● WORK TASK:
Please set down the data again exactly, minus the pictures.

● DATA EXTRACT:
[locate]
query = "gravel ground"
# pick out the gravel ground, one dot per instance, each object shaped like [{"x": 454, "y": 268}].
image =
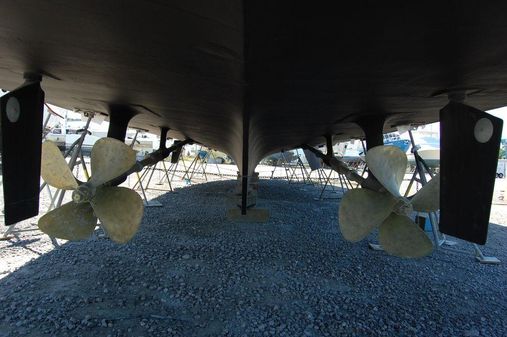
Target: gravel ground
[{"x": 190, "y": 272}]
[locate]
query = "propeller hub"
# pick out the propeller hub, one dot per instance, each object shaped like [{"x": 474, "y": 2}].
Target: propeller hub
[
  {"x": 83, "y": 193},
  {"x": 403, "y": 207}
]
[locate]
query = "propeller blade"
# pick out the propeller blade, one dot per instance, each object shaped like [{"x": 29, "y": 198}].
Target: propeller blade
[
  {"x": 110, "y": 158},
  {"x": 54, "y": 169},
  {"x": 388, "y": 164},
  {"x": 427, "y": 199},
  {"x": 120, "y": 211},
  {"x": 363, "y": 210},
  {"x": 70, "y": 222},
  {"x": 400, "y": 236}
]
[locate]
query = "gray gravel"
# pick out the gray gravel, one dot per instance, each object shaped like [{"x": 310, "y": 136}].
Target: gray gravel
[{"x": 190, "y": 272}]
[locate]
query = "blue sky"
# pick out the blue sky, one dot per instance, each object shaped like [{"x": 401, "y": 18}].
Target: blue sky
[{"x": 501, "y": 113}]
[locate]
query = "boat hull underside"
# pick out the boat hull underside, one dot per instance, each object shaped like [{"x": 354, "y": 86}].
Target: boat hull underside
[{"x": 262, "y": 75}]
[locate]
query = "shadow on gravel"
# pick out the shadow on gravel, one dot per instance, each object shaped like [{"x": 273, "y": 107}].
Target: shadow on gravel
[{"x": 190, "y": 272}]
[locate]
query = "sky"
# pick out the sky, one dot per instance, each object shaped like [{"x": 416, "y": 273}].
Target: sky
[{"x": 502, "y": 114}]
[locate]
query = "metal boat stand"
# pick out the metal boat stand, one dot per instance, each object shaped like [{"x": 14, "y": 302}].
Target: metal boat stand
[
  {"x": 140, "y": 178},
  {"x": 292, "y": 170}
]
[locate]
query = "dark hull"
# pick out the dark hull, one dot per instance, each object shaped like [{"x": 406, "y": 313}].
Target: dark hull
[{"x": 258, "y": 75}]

● RESULT BELOW:
[locate]
query = "gravel ground"
# pick out the gravel ground, one dot per instance, each object shaped like [{"x": 454, "y": 268}].
image =
Target: gravel ground
[{"x": 190, "y": 272}]
[locate]
query = "propeller hub"
# pick out the propeller hub, one dot per instance, each object shaped like [{"x": 474, "y": 2}].
Target: propeller hub
[
  {"x": 83, "y": 193},
  {"x": 403, "y": 207}
]
[locate]
query = "propeller blade"
# pick out the propeller blade, one dot per instance, each object shaped like [{"x": 29, "y": 198}].
Target: propeller blade
[
  {"x": 110, "y": 158},
  {"x": 54, "y": 169},
  {"x": 388, "y": 164},
  {"x": 427, "y": 199},
  {"x": 120, "y": 211},
  {"x": 363, "y": 210},
  {"x": 70, "y": 222},
  {"x": 400, "y": 236}
]
[locate]
query = "gray gravel"
# pick out the gray gravel, one dot per instance, each object shaped like [{"x": 310, "y": 136}].
Target: gray gravel
[{"x": 190, "y": 272}]
[locate]
query = "blue sky"
# pick out the blue sky, one dot per instance, each object shaped like [{"x": 401, "y": 18}].
Target: blue sky
[{"x": 501, "y": 113}]
[locate]
query = "boat hull underside"
# pick out the boat hull underside, one dot per instance, each object shaped like [{"x": 354, "y": 86}].
Target: boat hull underside
[{"x": 262, "y": 75}]
[locate]
query = "shadow on gravel"
# pick out the shadow on gravel, one dot per instance, each object shaped like [{"x": 273, "y": 107}].
Target: shadow on gravel
[{"x": 190, "y": 272}]
[locate]
query = "sky"
# pick out the sky, one dot per instance, each object shaped like [{"x": 416, "y": 273}].
Target: sky
[{"x": 502, "y": 114}]
[locate]
query = "metal boat stand"
# pick out the metal boat stand, one dot per instance, each object shaped like [{"x": 14, "y": 302}].
Target: metal boat stand
[
  {"x": 140, "y": 178},
  {"x": 292, "y": 170}
]
[locate]
query = "dark hull"
# pick out the dark hull, one dot per instance, each object shaped like [{"x": 406, "y": 313}].
Target: dark hull
[{"x": 258, "y": 75}]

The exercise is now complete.